(Records drawn from a dataset)

###

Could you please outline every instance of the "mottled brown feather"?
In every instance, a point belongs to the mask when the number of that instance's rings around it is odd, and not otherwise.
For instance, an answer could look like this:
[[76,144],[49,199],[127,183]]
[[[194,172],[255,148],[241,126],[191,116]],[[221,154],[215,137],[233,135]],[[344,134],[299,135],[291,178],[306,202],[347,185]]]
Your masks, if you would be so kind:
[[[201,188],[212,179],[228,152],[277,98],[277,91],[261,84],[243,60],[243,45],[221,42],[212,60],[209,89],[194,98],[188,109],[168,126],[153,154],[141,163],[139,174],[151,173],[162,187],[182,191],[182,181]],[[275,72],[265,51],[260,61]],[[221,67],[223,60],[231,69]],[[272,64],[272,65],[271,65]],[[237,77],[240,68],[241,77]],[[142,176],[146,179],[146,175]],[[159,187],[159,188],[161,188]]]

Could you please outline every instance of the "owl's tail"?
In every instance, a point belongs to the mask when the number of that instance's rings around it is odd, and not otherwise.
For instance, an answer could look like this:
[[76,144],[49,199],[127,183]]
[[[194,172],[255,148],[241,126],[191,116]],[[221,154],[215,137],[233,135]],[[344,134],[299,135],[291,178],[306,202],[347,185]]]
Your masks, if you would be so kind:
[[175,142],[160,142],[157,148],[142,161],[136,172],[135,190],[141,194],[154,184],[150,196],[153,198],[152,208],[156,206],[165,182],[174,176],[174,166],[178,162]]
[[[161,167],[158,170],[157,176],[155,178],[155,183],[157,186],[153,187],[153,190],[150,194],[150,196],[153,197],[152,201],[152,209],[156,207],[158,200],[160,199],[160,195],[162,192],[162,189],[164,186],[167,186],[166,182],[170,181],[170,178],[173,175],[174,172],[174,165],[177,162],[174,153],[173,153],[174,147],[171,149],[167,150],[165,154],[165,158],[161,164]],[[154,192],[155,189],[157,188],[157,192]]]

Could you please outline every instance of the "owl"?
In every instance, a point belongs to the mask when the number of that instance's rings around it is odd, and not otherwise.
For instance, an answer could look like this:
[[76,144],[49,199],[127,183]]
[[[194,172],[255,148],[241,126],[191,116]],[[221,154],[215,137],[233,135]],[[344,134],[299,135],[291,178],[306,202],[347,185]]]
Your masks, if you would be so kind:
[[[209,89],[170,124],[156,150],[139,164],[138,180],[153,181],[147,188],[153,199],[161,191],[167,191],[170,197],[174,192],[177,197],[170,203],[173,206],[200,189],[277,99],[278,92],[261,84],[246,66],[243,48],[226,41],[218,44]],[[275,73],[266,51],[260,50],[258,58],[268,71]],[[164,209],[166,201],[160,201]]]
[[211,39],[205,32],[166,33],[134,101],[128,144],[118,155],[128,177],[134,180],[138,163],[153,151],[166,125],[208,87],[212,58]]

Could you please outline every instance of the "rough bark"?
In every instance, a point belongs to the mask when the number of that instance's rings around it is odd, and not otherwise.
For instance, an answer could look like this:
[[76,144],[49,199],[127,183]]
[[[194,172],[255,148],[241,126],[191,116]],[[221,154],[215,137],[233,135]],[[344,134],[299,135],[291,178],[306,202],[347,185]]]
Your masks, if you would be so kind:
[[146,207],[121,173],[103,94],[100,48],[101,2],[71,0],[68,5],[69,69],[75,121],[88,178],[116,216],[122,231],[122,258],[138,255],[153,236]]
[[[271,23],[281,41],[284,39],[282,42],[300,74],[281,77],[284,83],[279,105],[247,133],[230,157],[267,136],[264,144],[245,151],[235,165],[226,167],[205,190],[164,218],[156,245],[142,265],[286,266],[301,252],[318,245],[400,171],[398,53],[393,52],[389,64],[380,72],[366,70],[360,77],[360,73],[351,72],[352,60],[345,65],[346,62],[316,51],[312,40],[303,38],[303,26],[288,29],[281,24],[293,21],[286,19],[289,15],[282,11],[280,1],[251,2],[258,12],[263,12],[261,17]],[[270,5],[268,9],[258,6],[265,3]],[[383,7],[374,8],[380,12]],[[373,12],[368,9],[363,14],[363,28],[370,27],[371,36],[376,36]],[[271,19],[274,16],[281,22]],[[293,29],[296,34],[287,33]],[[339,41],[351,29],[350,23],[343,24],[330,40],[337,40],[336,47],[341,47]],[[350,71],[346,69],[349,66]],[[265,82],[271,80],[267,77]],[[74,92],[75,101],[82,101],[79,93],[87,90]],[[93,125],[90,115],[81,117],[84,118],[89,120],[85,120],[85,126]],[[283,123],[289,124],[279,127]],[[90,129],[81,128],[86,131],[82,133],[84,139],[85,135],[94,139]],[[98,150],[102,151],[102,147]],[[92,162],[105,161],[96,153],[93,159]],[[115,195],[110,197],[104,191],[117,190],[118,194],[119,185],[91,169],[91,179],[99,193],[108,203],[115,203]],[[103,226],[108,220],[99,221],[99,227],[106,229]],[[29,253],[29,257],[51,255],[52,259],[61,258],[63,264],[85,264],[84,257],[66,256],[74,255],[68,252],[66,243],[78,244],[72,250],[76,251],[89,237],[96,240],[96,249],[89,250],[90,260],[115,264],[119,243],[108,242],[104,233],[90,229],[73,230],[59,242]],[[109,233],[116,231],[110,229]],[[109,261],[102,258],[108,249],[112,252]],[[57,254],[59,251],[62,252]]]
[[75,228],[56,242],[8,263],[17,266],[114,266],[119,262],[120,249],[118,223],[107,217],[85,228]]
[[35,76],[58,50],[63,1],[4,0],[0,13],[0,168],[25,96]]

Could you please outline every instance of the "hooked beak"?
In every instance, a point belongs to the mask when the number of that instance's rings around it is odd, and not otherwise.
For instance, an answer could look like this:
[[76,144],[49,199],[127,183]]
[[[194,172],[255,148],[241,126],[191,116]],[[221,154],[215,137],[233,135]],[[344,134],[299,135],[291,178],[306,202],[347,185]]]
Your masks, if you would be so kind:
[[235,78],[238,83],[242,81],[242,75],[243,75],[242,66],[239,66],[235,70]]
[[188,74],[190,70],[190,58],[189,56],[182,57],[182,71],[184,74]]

###

**WHAT TO PRODUCE**
An exact written copy of every entry is the required answer.

**OUTPUT FOR THIS EXERCISE**
Could you please outline every instance of the "mottled brown feather"?
In every instance, a point belongs to the mask when the number of that instance's rings around it is odd, and not otherwise.
For instance, an answer could look like this:
[[76,144],[49,199],[127,183]]
[[[194,172],[255,148],[241,126],[191,116]],[[221,154],[215,137],[233,135]],[[344,134],[299,135],[291,178],[306,202],[347,185]]]
Your masks, if you would be so kind:
[[[201,188],[212,179],[228,152],[277,98],[277,91],[261,84],[243,60],[243,45],[221,42],[212,60],[209,89],[194,98],[188,109],[168,126],[153,154],[141,163],[139,174],[151,173],[162,187],[182,191],[182,181]],[[275,72],[265,51],[260,61]],[[221,67],[223,60],[231,69]],[[272,64],[272,65],[271,65]],[[237,77],[240,68],[241,77]],[[142,176],[146,179],[146,175]],[[159,187],[159,188],[161,188]]]

Could you please outline every instance of the "owl's tail"?
In every instance, a point belongs to the mask when the number of that instance's rings around it is odd, and not otherwise.
For instance, an answer could look like this:
[[76,144],[49,199],[127,183]]
[[[194,172],[255,148],[241,126],[191,116]],[[221,154],[215,137],[233,135]],[[344,134],[299,135],[291,178],[306,202],[347,185]]]
Your masks, if you would be so kind:
[[175,142],[160,142],[157,148],[142,161],[136,172],[135,190],[141,194],[154,184],[150,196],[153,198],[152,208],[156,206],[165,182],[174,176],[174,166],[178,162]]
[[[161,167],[158,170],[157,176],[155,178],[155,183],[157,186],[153,187],[153,190],[150,194],[150,196],[153,197],[152,201],[152,209],[156,207],[158,200],[160,199],[160,195],[162,192],[162,189],[164,186],[167,186],[166,182],[170,181],[170,178],[173,175],[174,172],[174,165],[177,162],[174,153],[173,153],[174,147],[171,149],[167,150],[165,154],[165,158],[161,164]],[[154,192],[155,189],[157,188],[157,192]]]

Could you please outline every instance of the "owl"?
In every instance, a point belongs to the mask when the number of that instance's rings around it is odd, and not otherwise.
For instance, an answer could look like this:
[[76,144],[49,199],[127,183]]
[[[194,172],[255,148],[241,126],[191,116]],[[221,154],[215,137],[233,135]],[[344,134],[299,135],[291,178],[306,202],[347,185]]]
Your masks, if you would be so kind:
[[[209,89],[170,124],[156,150],[139,164],[138,180],[153,181],[147,188],[153,199],[161,191],[167,191],[170,197],[174,192],[177,197],[170,203],[173,206],[200,189],[277,99],[278,92],[261,84],[246,66],[243,48],[226,41],[218,44]],[[275,73],[266,51],[260,50],[258,58],[268,71]],[[164,209],[166,201],[160,201]]]
[[211,39],[205,32],[166,33],[134,101],[128,144],[118,155],[128,177],[134,180],[138,163],[153,151],[166,125],[208,87],[212,58]]

Could you please outline every instance of the "rough bark"?
In every instance, a point belongs to the mask when the number of that instance's rings around it is odd, and not otherwise.
For instance, an answer could look like this:
[[76,144],[49,199],[127,183]]
[[[194,172],[255,148],[241,126],[191,116]],[[221,154],[215,137],[233,135]],[[344,134],[299,135],[291,178],[306,202],[347,185]]]
Your masks, if you would be so kind:
[[146,207],[121,173],[103,94],[100,48],[101,2],[71,0],[68,5],[69,69],[75,121],[88,178],[116,216],[122,231],[122,258],[138,255],[153,236]]
[[[271,23],[281,41],[284,39],[282,42],[300,74],[281,77],[284,83],[279,105],[247,133],[230,157],[267,136],[264,144],[245,151],[235,165],[226,167],[205,190],[164,218],[156,245],[142,265],[286,266],[301,252],[318,245],[400,171],[398,53],[393,52],[389,64],[380,72],[366,70],[360,77],[360,73],[351,72],[352,60],[345,65],[346,62],[316,51],[312,40],[303,38],[303,26],[288,29],[281,24],[293,21],[286,19],[289,15],[282,11],[280,1],[251,2],[258,12],[263,12],[261,17]],[[270,5],[268,9],[258,6],[265,3]],[[383,7],[374,8],[380,12]],[[373,12],[368,9],[363,14],[363,28],[370,27],[371,36],[376,36]],[[271,19],[274,16],[281,22]],[[293,29],[296,34],[287,33]],[[339,41],[351,29],[350,23],[343,24],[330,40],[337,40],[336,47],[341,47]],[[350,71],[346,69],[349,66]],[[265,82],[271,80],[267,77]],[[74,92],[75,101],[82,101],[79,93],[87,90]],[[93,125],[90,115],[81,117],[84,118],[89,120],[85,120],[85,126]],[[283,123],[289,124],[279,127]],[[90,129],[81,128],[86,131],[82,133],[84,139],[85,135],[94,139]],[[98,150],[102,151],[102,147]],[[92,162],[105,161],[96,153],[93,159]],[[115,195],[110,197],[104,191],[117,190],[118,194],[119,185],[91,169],[91,179],[99,193],[108,203],[115,203]],[[103,226],[108,220],[99,221],[99,227],[106,229]],[[29,253],[29,257],[51,255],[52,259],[61,258],[63,264],[85,264],[84,257],[66,256],[74,255],[68,252],[66,243],[78,244],[72,250],[76,251],[89,237],[96,240],[96,249],[89,250],[90,260],[115,264],[119,243],[108,242],[104,233],[90,229],[73,230],[59,242]],[[109,233],[116,231],[110,229]],[[109,261],[102,258],[108,249],[112,252]],[[57,254],[59,251],[62,252]]]
[[75,228],[56,242],[8,263],[17,266],[114,266],[119,262],[120,249],[118,223],[107,217],[85,228]]
[[35,76],[58,50],[63,1],[4,0],[0,13],[0,168],[25,96]]

Could you please outline every instance of the "hooked beak"?
In every instance, a point belongs to the mask when the number of that instance's rings around it is odd, and not otherwise.
For instance, an answer could look like this:
[[76,144],[49,199],[127,183]]
[[[194,172],[255,148],[241,126],[191,116]],[[221,154],[215,137],[233,135]],[[344,134],[299,135],[291,178],[306,202],[347,185]]]
Your masks, if you would be so kind:
[[235,78],[238,83],[242,81],[242,75],[243,75],[242,66],[239,66],[235,70]]
[[188,74],[190,70],[190,58],[189,56],[182,57],[182,71],[184,74]]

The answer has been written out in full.